**ABOUT THIS TASK:**
Transcribe the data exactly. Leave nothing out.
Segment Start: PROVIDED INFORMATION
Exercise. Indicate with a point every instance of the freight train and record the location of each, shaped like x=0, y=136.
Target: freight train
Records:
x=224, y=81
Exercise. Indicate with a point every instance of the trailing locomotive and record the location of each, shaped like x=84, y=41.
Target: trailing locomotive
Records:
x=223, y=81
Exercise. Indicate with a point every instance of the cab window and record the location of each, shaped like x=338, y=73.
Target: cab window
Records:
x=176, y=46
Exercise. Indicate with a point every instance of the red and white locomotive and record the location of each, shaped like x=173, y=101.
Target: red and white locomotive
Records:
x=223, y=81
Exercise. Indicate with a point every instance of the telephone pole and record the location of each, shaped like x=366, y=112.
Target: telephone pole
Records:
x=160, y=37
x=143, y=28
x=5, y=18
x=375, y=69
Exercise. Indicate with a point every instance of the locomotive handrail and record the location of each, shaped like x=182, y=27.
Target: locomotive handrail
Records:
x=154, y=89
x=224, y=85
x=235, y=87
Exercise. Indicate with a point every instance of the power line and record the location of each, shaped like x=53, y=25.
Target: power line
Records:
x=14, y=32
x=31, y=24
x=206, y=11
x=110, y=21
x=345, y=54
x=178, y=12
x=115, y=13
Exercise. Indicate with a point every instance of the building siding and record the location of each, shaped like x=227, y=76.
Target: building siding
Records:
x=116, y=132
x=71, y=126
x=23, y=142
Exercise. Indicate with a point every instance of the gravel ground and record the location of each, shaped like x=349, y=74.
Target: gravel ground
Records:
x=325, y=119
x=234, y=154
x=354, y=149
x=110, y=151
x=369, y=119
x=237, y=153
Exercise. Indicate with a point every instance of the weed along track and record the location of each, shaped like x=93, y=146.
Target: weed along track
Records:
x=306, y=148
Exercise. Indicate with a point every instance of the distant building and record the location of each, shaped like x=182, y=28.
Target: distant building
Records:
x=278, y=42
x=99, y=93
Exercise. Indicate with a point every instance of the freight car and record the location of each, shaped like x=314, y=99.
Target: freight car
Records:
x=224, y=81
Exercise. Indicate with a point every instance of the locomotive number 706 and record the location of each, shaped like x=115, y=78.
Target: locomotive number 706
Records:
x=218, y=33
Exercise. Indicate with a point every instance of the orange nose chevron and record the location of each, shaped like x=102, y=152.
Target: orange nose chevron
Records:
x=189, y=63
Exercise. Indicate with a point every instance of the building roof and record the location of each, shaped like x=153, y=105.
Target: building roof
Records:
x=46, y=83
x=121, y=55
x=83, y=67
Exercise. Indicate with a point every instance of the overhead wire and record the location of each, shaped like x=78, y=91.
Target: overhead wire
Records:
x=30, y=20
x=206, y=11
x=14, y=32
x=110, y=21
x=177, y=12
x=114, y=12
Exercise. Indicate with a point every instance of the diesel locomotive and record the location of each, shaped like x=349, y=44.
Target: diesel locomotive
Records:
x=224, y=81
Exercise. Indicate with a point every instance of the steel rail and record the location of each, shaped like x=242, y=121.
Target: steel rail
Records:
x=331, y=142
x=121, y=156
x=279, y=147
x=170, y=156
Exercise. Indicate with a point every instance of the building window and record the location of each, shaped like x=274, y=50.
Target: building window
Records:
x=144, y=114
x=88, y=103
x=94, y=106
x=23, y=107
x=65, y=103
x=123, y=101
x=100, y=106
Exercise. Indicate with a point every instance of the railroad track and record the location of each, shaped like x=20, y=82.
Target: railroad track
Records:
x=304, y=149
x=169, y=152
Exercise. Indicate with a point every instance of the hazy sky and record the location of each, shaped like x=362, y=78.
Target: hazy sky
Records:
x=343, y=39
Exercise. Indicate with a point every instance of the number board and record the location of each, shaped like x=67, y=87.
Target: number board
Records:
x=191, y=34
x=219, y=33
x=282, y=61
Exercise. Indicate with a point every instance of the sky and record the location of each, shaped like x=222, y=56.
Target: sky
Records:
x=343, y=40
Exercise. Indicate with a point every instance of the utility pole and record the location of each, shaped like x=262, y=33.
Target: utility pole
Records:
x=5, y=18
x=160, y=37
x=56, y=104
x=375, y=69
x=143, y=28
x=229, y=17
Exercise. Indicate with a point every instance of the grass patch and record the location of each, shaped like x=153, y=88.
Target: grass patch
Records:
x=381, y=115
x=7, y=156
Segment End: PROVIDED INFORMATION
**PROBLEM SOLUTION:**
Exercise. Indicate with a point every instance of the freight train and record the location of each, shaped like x=0, y=136.
Target: freight train
Records:
x=224, y=81
Exercise. Indicate with a point every instance of the trailing locomotive and record the location of each, shaped like x=84, y=41.
Target: trailing locomotive
Records:
x=223, y=81
Exercise. Indicate with a point every instance of the cab window and record the location of each, shaped like x=338, y=73.
Target: cab window
Records:
x=176, y=46
Exercise. Indicate with a point every instance of the red and white locomotive and record the location of each, shaped like x=173, y=101.
Target: red and white locomotive
Records:
x=223, y=81
Exercise. Indicate with a point every instance of the telephone pole and record the location of each, shaped like x=366, y=112.
Target: telephone pole
Records:
x=160, y=37
x=143, y=28
x=5, y=18
x=375, y=69
Exercise. Indicate with a point every instance of the locomotive handrail and record the location of each, shaped like x=182, y=27.
Target: locomotive handrail
Records:
x=154, y=89
x=224, y=85
x=235, y=87
Exercise. Indicate with a point every instance of the power line and record the location of each, shaped like x=53, y=25.
Target: power line
Records:
x=14, y=32
x=31, y=24
x=206, y=11
x=110, y=21
x=345, y=54
x=178, y=12
x=115, y=13
Exercise. Indicate with a point every instance of the building siding and record the location of each, shaped like x=227, y=76.
Target: building siding
Records:
x=116, y=132
x=71, y=126
x=23, y=142
Exercise. Indicate with a point every instance of the gravel ground and record the location of each, shaped like x=349, y=74.
Target: gravel ground
Records:
x=325, y=119
x=234, y=154
x=354, y=149
x=110, y=151
x=369, y=119
x=237, y=153
Exercise. Indicate with a point every instance of the weed along track and record the location of each, shaped like x=93, y=146.
Target: weed along track
Records:
x=306, y=148
Exercise. Indicate with a point every instance of the distant building and record the location of each, shaped like x=182, y=28.
Target: distant building
Records:
x=278, y=42
x=99, y=93
Exercise. Indicate with a point every instance of the freight car and record the location of each, shaped like x=314, y=99.
Target: freight car
Records:
x=224, y=81
Exercise. Indicate with a point every instance of the locomotive number 706 and record the location of each, shaped like x=115, y=78.
Target: locomotive number 706
Records:
x=218, y=33
Exercise. Indicate with a point every instance of the orange nose chevron and record the location of each, shaped like x=102, y=152.
Target: orange nose chevron
Records:
x=189, y=63
Exercise. Indicate with a point every instance of the building roof and record the location of each, shaped like x=153, y=105.
Target: building roof
Records:
x=46, y=83
x=121, y=55
x=83, y=67
Exercise. Indicate with a point every instance of the overhead wire and record the location of each, shaped like x=78, y=91.
Target: overhead wire
Records:
x=30, y=20
x=206, y=11
x=14, y=32
x=110, y=21
x=177, y=12
x=114, y=12
Exercise. Indicate with a point every instance of the diesel locomotive and record the location of each, shaped like x=349, y=44.
Target: diesel locomotive
Records:
x=224, y=81
Exercise. Indicate with a point every instance of the steel rail and record the location of each, shaped like x=242, y=121.
Target: steel rail
Records:
x=331, y=142
x=121, y=156
x=279, y=147
x=170, y=156
Exercise. Indicate with a point every instance of the building window and record the location of each, shaped like x=274, y=50.
Target: building window
Records:
x=144, y=114
x=88, y=103
x=94, y=106
x=23, y=107
x=65, y=103
x=123, y=101
x=100, y=106
Exercise. Indicate with a point every instance of the railroad track and record the location of each, shaped like x=20, y=82.
Target: railroad track
Records:
x=304, y=149
x=169, y=152
Exercise. Indicate with a point every instance of the hazy sky and record the location of each, shaped like x=362, y=78.
Target: hazy sky
Records:
x=343, y=39
Exercise. Indicate with a point every instance of the number board and record the location of each, shaped like x=67, y=87.
Target: number board
Records:
x=191, y=34
x=219, y=33
x=282, y=61
Exercise. Indicate with a point every instance of the sky and record the location of each, shaped like x=222, y=56.
Target: sky
Records:
x=343, y=40
Exercise. Indicate with a point every instance of the utility pole and record the location of each, shaped like x=262, y=33.
Target: utility pole
Records:
x=5, y=18
x=160, y=37
x=56, y=104
x=375, y=69
x=143, y=28
x=229, y=17
Exercise. Indicate with a point every instance of the grass patch and record the location of each, shaped like x=153, y=88.
Target: grass patch
Records:
x=381, y=115
x=7, y=156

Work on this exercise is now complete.